28.03.2024

Правила. Правила доктора Аграновского

-


Доктор биологических наук, профессор МГУ, авторитетный вирусолог, автор множества публикаций в престижных научных журналах; известный в московских музыкальных кругах блюзмен, основатель и лидер группы «Черный хлеб»; сын патриарха отечественной журналистики Анатолия Аграновского и внук спецкора «Правды» Абрама Аграновского. Все это — об одном человеке, Алексее Аграновском, или, как зовут его коллеги-музыканты, Докторе Аграновском. Нашу беседу он, вопреки канонам интервью, начинает сам — с вопросов о последних событиях и ситуации в российских СМИ — и неожиданно заявляет, что он консерватор и в интернете новостей не читает. 

 

— А откуда же вы их узнаете?

— От людей, из газет… Дочка, например, приносит «Коммерсант». По старой памяти — мой папа там когда-то работал — просматриваю иногда «Известия». Какие-то они стали жалкие, а была ведь такая классная газета еще несколько лет назад. Я даже не понял, что с ними сделали, очень жаль. Очень был достойный журнал «Итоги», а его взяли и закрыли. Мне жалко многие бумажные издания, которые скопытились. Я оттуда получал информацию, которой верил. Для меня это вопрос интуиции. Я могу даже верить некоторым программам центрального телевидения, до определенной степени, конечно, сопоставляя информацию. Мне не хватает одних только каналов «Евроньюс» и CNN. 

 

— И все-таки, почему не интернет? Там ведь и на события реагируют оперативнее, и можно найти подачу на любой вкус.

— Наверное, я несовременный человек. Мне интернет просто неудобен для получения информации, и там слишком много вот этой разноголосицы. Она, безусловно, нужна, но должна быть «красота без пестроты», как кто-то из церковных классиков говорил. 

Я всю жизнь был леваком. Это было нормой для студенчества и молодой научной поросли 70-80-х. И я себе тогдашний очень напоминаю теперешнюю либеральную интеллигенцию, к которой отношусь вполне нежно. Но я помню и излишнюю доверчивость, это единомыслие и даже, выражаясь словами другого классика, «либеральный террор» того времени. Не дай бог тогда было в компании на кухне не просто сказать что-то положительное о советской власти, а хотя бы не выразить ее определенного отрицания — тебе немедленно говорили, выпучив глаза: а-а-а, недаром ты был комсоргом на втором курсе. И все в таком духе в ответ на любую реплику, отличную от «я ненавижу советскую власть». Это я про 70-е вам рассказываю, и это мне во многом напоминает теперешний тон, к примеру, «Эха Москвы». Очень жалко, это так все неумно.

— А как умно?

— Для меня существуют некие стандарты, например, мой отец. Работая в самые глухие, застойные времена, он не высказывал всего, что думал, но при этом никогда не писал и того, что не думал. В этой недосказанности был даже какой-то кайф, потому что умный и сдержанный читатель все равно это вычитывал. Как говорил о музыкантах гитарист Валерий Гелюта (московский музыкант, исполнитель блюза и рок-н-ролла — прим. ред.), «у него каждая нота в законе». У моего папы так каждое слово было, и это для меня один из стандартов. А внимательные читатели есть всегда. Времена меняются не так сильно, как нам хочется и думается.
•••••
Задание:
Воспроизведите без изменений фрагмент интервью от слов «Я всю жизнь» до слов «так все неумно.». Приведенные далее материалы взяты из другого источника.

Предоставленные данные:
•••••
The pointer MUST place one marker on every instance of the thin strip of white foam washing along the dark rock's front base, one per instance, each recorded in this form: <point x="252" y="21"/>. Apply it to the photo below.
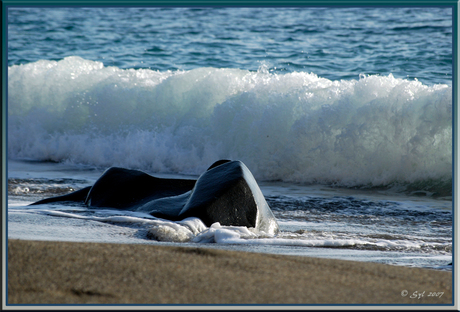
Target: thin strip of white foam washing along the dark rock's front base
<point x="194" y="231"/>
•••••
Ответ:
Я всю жизнь был леваком. Это было нормой для студенчества и молодой научной поросли 70-80-х. И я себе тогдашний очень напоминаю теперешнюю либеральную интеллигенцию, к которой отношусь вполне нежно. Но я помню и излишнюю доверчивость, это единомыслие и даже, выражаясь словами другого классика, «либеральный террор» того времени. Не дай бог тогда было в компании на кухне не просто сказать что-то положительное о советской власти, а хотя бы не выразить ее определенного отрицания — тебе немедленно говорили, выпучив глаза: а-а-а, недаром ты был комсоргом на втором курсе. И все в таком духе в ответ на любую реплику, отличную от «я ненавижу советскую власть». Это я про 70-е вам рассказываю, и это мне во многом напоминает теперешний тон, к примеру, «Эха Москвы». Очень жалко, это так все неумно.